> _提示文_:
--- --- ---

シリーズ:コラム text by 元川悦子 photo by Getty Images

中村草太は「確かにマコと似てますね」

 後半になって多少ギアは上がったが、なかなかシュートまで至らない。ジャーメインも「正直、広島に来て、一番体も動かなかったゲームだし、内容もよくなかった。ボールもなかなか収まらずに厳しかった」と厳しい表情で語った。結局、後半のシュート数も4本のみ。そのうち2本を中村が放ったが、ネットを揺らすことはなかった。

 そういう時こそ、広島はチーム最大の強みである堅守で逃げ切らなればいけない。最後尾に位置する日本代表GK大迫敬介、キャプテン・佐々木翔らを中心にしっかりと虎の子の1点を守り切った彼らは、辛くも1-0で勝利。2連勝で5位浮上を果たしたのである。

「今日出たシャドウもそうですし、一時期ジャメさんと組んでいた2トップもそうですけど、とにかく相手に脅威を与えるプレーヤーになることを考えています。そういうシーンを数多く作り出すことが、この世界で生き抜くためには必要だと思う。どんどんチャレンジしていきたいですね」と中村は試合後、先を見据えていたが、湘南戦の数少ないチャンスに絡んでいたのは、この小柄な大卒ルーキーだった。それは紛れもない事実と言っていい。

 一瞬のスピードでゴールチャンスを引き寄せられる鋭さを持ったアタッカーだからこそ、スキッベ監督も複数ポジションで重用するのだろう。その使い方を見ていると、2022年に大卒1年目でブレイクした満田誠(ガンバ大阪)と大いに重なる。満田も指揮官に積極起用され、右WB、シャドウ、FW、ボランチを見事にこなし、1年目でE-1選手権の日本代表の座も射止めている。

 大迫も「確かにマコと似てますね。勢いもあるし。草太は今のチームにとって間違いなく必要な選手。スピードで、個で打開できる力もあるので、これからもゴールを量産してくれると思います」と太鼓判を押していた。

--- --- ---

> _記録_:
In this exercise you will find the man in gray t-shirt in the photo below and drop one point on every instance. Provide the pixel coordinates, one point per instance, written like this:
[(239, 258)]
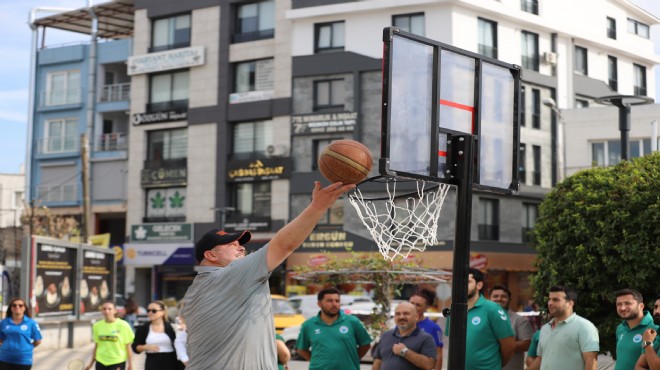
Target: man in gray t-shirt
[(227, 309)]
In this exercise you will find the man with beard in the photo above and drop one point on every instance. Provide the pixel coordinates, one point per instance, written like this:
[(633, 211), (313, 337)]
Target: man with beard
[(630, 307), (422, 300), (650, 359), (489, 338), (406, 347), (332, 340), (523, 331), (568, 341)]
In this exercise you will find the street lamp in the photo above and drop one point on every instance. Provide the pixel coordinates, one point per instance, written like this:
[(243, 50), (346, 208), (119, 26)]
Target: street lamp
[(223, 214), (561, 138)]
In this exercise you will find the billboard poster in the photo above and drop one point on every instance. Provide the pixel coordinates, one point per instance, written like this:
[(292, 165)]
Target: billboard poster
[(55, 278), (97, 284)]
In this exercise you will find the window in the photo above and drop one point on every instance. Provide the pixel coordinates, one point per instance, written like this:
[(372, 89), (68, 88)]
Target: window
[(530, 6), (522, 163), (640, 79), (165, 145), (487, 38), (170, 33), (581, 103), (168, 91), (536, 108), (255, 21), (253, 199), (329, 37), (329, 95), (61, 136), (488, 226), (413, 23), (250, 139), (256, 75), (530, 215), (612, 73), (523, 106), (536, 175), (63, 87), (611, 28), (638, 28), (166, 205), (581, 60), (530, 50)]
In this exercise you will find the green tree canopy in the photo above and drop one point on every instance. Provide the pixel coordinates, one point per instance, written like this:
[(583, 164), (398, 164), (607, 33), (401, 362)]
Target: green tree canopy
[(599, 231)]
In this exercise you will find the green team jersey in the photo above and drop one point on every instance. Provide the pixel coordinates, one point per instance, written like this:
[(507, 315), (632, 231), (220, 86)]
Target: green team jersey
[(487, 323), (111, 339), (333, 347), (629, 342)]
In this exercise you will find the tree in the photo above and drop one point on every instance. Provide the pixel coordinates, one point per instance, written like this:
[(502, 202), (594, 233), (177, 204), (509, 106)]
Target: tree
[(598, 232)]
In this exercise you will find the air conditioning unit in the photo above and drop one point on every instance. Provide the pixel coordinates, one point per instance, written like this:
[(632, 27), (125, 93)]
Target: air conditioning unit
[(550, 58), (277, 150)]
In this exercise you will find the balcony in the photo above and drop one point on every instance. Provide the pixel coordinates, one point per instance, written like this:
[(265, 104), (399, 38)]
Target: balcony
[(112, 142), (115, 92), (57, 193), (58, 144), (52, 98)]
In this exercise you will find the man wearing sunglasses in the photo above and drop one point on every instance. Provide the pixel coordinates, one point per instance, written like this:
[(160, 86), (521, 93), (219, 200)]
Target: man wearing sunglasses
[(227, 309)]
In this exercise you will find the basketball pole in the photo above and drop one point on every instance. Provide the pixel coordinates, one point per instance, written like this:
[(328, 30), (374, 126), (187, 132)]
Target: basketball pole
[(462, 154)]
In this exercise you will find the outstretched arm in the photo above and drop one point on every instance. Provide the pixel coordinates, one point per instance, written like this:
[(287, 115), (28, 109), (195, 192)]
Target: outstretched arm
[(293, 234)]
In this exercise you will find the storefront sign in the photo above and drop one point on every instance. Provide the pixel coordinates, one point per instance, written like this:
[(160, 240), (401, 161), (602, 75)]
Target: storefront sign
[(337, 240), (323, 123), (54, 283), (259, 170), (159, 254), (249, 96), (158, 117), (158, 233), (96, 285), (166, 60), (175, 174), (252, 224)]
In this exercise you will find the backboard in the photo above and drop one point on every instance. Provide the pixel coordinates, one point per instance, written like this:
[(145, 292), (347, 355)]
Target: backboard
[(432, 91)]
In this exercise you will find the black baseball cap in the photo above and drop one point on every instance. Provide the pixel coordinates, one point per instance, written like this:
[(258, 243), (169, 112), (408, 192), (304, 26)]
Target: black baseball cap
[(217, 237)]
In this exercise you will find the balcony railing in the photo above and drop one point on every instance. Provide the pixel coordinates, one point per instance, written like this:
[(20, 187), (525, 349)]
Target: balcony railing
[(59, 144), (112, 142), (115, 92), (57, 193), (51, 98)]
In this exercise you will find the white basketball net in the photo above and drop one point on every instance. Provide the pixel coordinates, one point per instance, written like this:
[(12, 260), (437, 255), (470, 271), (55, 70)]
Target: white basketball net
[(400, 225)]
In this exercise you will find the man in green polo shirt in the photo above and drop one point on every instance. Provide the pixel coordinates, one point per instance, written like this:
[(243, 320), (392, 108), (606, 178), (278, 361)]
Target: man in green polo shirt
[(332, 340), (630, 307), (490, 338)]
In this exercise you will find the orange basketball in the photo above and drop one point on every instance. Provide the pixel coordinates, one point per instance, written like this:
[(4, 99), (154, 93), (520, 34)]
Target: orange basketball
[(346, 161)]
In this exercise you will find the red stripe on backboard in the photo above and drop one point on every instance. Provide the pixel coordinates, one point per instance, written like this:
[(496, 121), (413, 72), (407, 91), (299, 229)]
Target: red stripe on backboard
[(459, 106)]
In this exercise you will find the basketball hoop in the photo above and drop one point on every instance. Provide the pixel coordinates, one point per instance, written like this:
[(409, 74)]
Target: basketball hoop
[(400, 224)]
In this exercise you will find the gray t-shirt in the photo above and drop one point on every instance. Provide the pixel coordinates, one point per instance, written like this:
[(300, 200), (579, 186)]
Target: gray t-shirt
[(523, 330), (229, 316)]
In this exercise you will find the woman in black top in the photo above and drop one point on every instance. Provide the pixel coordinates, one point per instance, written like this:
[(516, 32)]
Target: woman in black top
[(156, 339)]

--- --- ---

> _課題_:
広島の試合を扱った文章のうち、「後半になって多少ギアは上がっ」で始まり「ます」と太鼓判を押していた。」で終わる部分を、「シャドウ」を「トップ下」に置き換えて書き直してください。

> _解答_:
後半になって多少ギアは上がったが、なかなかシュートまで至らない。ジャーメインも「正直、広島に来て、一番体も動かなかったゲームだし、内容もよくなかった。ボールもなかなか収まらずに厳しかった」と厳しい表情で語った。結局、後半のシュート数も4本のみ。そのうち2本を中村が放ったが、ネットを揺らすことはなかった。

 そういう時こそ、広島はチーム最大の強みである堅守で逃げ切らなればいけない。最後尾に位置する日本代表GK大迫敬介、キャプテン・佐々木翔らを中心にしっかりと虎の子の1点を守り切った彼らは、辛くも1-0で勝利。2連勝で5位浮上を果たしたのである。

「今日出たトップ下もそうですし、一時期ジャメさんと組んでいた2トップもそうですけど、とにかく相手に脅威を与えるプレーヤーになることを考えています。そういうシーンを数多く作り出すことが、この世界で生き抜くためには必要だと思う。どんどんチャレンジしていきたいですね」と中村は試合後、先を見据えていたが、湘南戦の数少ないチャンスに絡んでいたのは、この小柄な大卒ルーキーだった。それは紛れもない事実と言っていい。

 一瞬のスピードでゴールチャンスを引き寄せられる鋭さを持ったアタッカーだからこそ、スキッベ監督も複数ポジションで重用するのだろう。その使い方を見ていると、2022年に大卒1年目でブレイクした満田誠(ガンバ大阪)と大いに重なる。満田も指揮官に積極起用され、右WB、トップ下、FW、ボランチを見事にこなし、1年目でE-1選手権の日本代表の座も射止めている。

 大迫も「確かにマコと似てますね。勢いもあるし。草太は今のチームにとって間違いなく必要な選手。スピードで、個で打開できる力もあるので、これからもゴールを量産してくれると思います」と太鼓判を押していた。